Provided material

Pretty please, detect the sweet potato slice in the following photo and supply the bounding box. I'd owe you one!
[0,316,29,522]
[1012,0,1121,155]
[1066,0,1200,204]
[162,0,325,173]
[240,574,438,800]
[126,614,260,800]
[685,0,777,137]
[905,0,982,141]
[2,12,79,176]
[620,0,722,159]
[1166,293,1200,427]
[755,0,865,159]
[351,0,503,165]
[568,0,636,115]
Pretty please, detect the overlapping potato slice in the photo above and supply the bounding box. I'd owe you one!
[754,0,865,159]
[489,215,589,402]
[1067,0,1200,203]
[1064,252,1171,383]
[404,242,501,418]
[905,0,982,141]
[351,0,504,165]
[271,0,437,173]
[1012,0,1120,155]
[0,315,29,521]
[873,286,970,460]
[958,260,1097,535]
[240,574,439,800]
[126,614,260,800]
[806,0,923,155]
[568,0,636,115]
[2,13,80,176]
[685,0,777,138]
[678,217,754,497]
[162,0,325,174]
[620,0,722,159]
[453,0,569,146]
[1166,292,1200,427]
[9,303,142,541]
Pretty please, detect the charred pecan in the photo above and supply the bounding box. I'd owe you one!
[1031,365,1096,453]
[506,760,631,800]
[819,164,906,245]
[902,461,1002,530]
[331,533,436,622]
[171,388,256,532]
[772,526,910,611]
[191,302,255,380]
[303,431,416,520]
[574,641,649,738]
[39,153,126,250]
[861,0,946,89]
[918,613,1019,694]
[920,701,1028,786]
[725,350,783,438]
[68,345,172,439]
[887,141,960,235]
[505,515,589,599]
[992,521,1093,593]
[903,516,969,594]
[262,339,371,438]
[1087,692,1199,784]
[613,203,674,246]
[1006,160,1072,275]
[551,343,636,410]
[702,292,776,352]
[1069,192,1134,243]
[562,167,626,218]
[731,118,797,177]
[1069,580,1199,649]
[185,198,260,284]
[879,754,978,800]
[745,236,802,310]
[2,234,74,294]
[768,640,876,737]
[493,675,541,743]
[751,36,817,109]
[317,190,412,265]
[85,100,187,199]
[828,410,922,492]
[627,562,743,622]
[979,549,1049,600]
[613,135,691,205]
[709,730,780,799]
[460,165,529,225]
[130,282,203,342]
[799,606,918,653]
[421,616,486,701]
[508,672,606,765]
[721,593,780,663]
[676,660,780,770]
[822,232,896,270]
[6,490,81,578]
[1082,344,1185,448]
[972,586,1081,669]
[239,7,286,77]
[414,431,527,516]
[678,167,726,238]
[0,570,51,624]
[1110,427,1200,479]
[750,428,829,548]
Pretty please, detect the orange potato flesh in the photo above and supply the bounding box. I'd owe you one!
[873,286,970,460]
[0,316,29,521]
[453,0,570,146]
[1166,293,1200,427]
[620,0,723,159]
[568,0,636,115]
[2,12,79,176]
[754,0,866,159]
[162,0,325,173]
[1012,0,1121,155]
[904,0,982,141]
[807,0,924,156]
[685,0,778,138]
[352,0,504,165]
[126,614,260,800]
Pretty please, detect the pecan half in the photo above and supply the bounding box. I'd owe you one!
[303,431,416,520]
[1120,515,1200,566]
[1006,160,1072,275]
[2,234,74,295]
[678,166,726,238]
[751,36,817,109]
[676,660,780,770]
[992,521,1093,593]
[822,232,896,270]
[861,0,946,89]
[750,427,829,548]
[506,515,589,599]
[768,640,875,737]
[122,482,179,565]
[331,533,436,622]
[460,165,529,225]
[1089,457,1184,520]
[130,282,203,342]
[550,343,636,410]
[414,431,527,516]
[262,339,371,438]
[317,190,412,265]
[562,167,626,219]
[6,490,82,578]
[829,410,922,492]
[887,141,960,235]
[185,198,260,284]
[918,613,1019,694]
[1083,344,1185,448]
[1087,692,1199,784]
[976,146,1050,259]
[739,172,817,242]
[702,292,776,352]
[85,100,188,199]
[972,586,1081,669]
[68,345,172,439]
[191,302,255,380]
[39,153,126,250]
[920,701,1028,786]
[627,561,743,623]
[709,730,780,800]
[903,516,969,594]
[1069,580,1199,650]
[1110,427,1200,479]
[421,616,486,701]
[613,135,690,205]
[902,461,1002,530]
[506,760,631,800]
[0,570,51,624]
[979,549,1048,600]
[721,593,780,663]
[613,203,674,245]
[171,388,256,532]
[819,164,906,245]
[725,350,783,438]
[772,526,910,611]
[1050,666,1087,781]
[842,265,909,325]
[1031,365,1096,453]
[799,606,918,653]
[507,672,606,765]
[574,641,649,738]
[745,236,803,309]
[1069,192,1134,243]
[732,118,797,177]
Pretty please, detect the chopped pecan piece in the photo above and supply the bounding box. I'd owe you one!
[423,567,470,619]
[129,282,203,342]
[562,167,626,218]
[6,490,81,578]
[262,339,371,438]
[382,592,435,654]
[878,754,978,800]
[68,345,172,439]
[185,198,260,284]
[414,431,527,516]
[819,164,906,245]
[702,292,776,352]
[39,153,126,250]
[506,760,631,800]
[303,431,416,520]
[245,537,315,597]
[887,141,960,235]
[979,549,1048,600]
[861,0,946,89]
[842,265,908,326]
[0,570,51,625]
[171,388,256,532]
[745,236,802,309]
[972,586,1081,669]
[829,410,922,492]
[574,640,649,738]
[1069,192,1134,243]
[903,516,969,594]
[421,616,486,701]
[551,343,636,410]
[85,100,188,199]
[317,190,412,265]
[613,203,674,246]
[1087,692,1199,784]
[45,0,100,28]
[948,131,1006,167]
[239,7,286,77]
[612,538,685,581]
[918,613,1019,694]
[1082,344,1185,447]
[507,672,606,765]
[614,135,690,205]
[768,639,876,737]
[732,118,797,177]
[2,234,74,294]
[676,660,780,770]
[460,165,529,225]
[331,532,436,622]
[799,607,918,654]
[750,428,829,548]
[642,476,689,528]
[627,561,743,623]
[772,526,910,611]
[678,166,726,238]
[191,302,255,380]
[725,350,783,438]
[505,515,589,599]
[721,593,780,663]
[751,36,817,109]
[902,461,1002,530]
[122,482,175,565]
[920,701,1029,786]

Task requirements
Every record above must be set down again, word for word.

Your response
Pretty please, detect the sweet potato slice in the following photo and supply the bounding box. I'd owe you one!
[0,316,29,522]
[1012,0,1121,155]
[1066,0,1200,204]
[162,0,325,173]
[240,574,438,800]
[126,614,260,800]
[685,0,777,137]
[905,0,982,141]
[2,12,79,176]
[620,0,722,159]
[1166,293,1200,427]
[755,0,865,159]
[351,0,503,165]
[568,0,636,115]
Pretty please, detect the overlapping potato slice in the photo above and supply the bounding box. I'd owe you one!
[754,0,865,159]
[489,215,589,402]
[1067,0,1200,203]
[1064,252,1171,383]
[404,242,501,418]
[905,0,982,141]
[351,0,504,165]
[271,0,437,173]
[1012,0,1120,155]
[0,315,29,521]
[873,286,970,460]
[958,260,1097,535]
[240,574,439,800]
[126,614,260,800]
[806,0,923,155]
[568,0,636,115]
[2,13,80,176]
[685,0,777,138]
[678,217,754,497]
[162,0,325,174]
[620,0,722,159]
[453,0,569,146]
[1166,292,1200,427]
[9,303,142,541]
Pretty please, detect the charred pecan in the photo above and supply the bounding box. I'd owe you one!
[1031,365,1096,453]
[506,760,631,800]
[819,164,906,245]
[902,461,1002,530]
[331,533,436,622]
[171,388,256,532]
[772,526,910,611]
[191,302,255,380]
[303,431,416,520]
[574,641,649,738]
[39,153,126,250]
[861,0,946,89]
[918,613,1019,694]
[920,701,1028,786]
[725,350,783,438]
[68,345,172,439]
[887,141,960,235]
[505,515,589,599]
[992,521,1093,593]
[903,516,969,594]
[262,339,371,438]
[1087,692,1199,784]
[613,203,674,246]
[1006,160,1072,275]
[551,343,636,410]
[702,292,776,352]
[1069,192,1134,243]
[562,167,626,218]
[731,118,797,177]
[1069,580,1199,649]
[185,198,260,284]
[879,754,978,800]
[745,236,802,310]
[2,234,74,294]
[768,640,876,737]
[493,675,541,743]
[751,36,817,109]
[317,190,412,265]
[85,100,187,199]
[828,410,922,492]
[627,562,743,622]
[979,549,1049,600]
[613,135,691,205]
[709,730,780,799]
[460,165,529,225]
[130,282,203,342]
[799,606,918,653]
[421,616,486,701]
[508,672,606,765]
[721,593,780,663]
[676,660,780,770]
[822,232,896,270]
[6,490,81,578]
[1082,344,1185,448]
[972,586,1081,669]
[239,7,286,77]
[414,431,527,516]
[678,167,726,238]
[0,570,51,624]
[1110,427,1200,479]
[750,428,829,548]
Pretty please, detect the orange potato flesh in the photo above and supply the bounding box. I'd owe you one!
[873,286,970,460]
[0,316,29,521]
[453,0,570,146]
[1166,293,1200,427]
[620,0,723,159]
[568,0,636,115]
[2,12,79,176]
[754,0,866,159]
[162,0,325,173]
[1012,0,1121,155]
[904,0,982,141]
[807,0,924,156]
[685,0,778,138]
[352,0,504,165]
[126,614,260,800]
Pretty please, detect the pecan half in the photo above and supply the bounding box. I'd owe you one!
[303,431,416,520]
[1120,515,1200,566]
[1006,160,1072,275]
[2,234,74,295]
[678,166,726,238]
[751,36,817,109]
[676,660,780,770]
[992,521,1093,593]
[822,232,896,270]
[861,0,946,89]
[750,427,829,548]
[506,515,589,599]
[768,640,875,737]
[122,482,179,565]
[331,533,436,622]
[460,165,529,225]
[1089,457,1184,520]
[130,282,203,342]
[550,343,636,410]
[414,431,527,516]
[262,339,371,438]
[317,190,412,265]
[562,167,626,219]
[6,490,82,578]
[829,410,922,492]
[887,141,960,235]
[185,198,260,284]
[918,613,1019,694]
[1083,344,1185,448]
[1087,692,1199,784]
[976,146,1050,259]
[739,172,817,242]
[702,292,776,352]
[85,100,188,199]
[972,586,1081,669]
[68,345,172,439]
[191,302,255,380]
[39,153,126,250]
[920,701,1028,786]
[627,561,743,623]
[709,730,780,800]
[903,516,969,594]
[1069,580,1199,650]
[1110,427,1200,479]
[421,616,486,701]
[613,135,690,205]
[902,461,1002,530]
[506,760,631,800]
[0,570,51,624]
[979,549,1048,600]
[721,593,780,663]
[613,203,674,245]
[171,388,256,532]
[819,164,906,245]
[725,350,783,438]
[772,526,910,611]
[1050,666,1087,781]
[842,265,909,325]
[1031,365,1096,453]
[799,606,918,653]
[507,672,606,765]
[574,641,649,738]
[745,236,803,309]
[1069,192,1134,243]
[732,118,797,177]
Pretty please, detect the chopped pecan piece in the photo above and supply the bounding box. I'd owe you one!
[423,567,470,619]
[129,282,203,342]
[562,167,626,218]
[6,490,81,578]
[262,339,371,438]
[382,592,435,654]
[878,754,978,800]
[68,345,172,439]
[185,198,260,284]
[414,431,527,516]
[819,164,906,245]
[702,292,776,352]
[39,153,126,250]
[506,760,631,800]
[303,431,416,520]
[245,537,315,597]
[887,141,960,235]
[979,549,1048,600]
[861,0,946,89]
[842,265,908,326]
[0,570,51,625]
[171,388,256,532]
[745,236,802,309]
[972,586,1081,669]
[829,410,922,492]
[574,640,649,738]
[1069,192,1134,243]
[903,516,969,594]
[421,616,486,701]
[551,343,636,410]
[85,100,188,199]
[317,190,412,265]
[613,203,674,246]
[1087,692,1199,784]
[45,0,100,28]
[948,131,1006,167]
[239,7,286,77]
[612,538,685,581]
[918,613,1019,694]
[1082,344,1185,447]
[507,672,606,765]
[614,135,690,205]
[768,639,876,737]
[732,118,797,177]
[2,234,74,294]
[676,660,780,770]
[460,165,529,225]
[331,532,436,622]
[799,607,918,654]
[750,428,829,548]
[642,476,689,528]
[627,561,743,623]
[772,526,910,611]
[678,166,726,238]
[191,302,255,380]
[725,350,783,438]
[505,515,589,599]
[721,593,780,663]
[751,36,817,109]
[902,461,1002,530]
[122,482,175,565]
[920,701,1029,786]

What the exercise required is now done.